Your objective -> All records are to be retyped faithfully and completely.

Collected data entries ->

____________

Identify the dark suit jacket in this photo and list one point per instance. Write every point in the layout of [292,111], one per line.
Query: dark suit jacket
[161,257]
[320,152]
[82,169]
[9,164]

____________

Exercise answer ->
Identify the dark suit jacket in this photo and list one point per instance. Write every point in the layout of [292,111], one per line.
Query: dark suit jacket
[161,257]
[320,152]
[82,169]
[9,164]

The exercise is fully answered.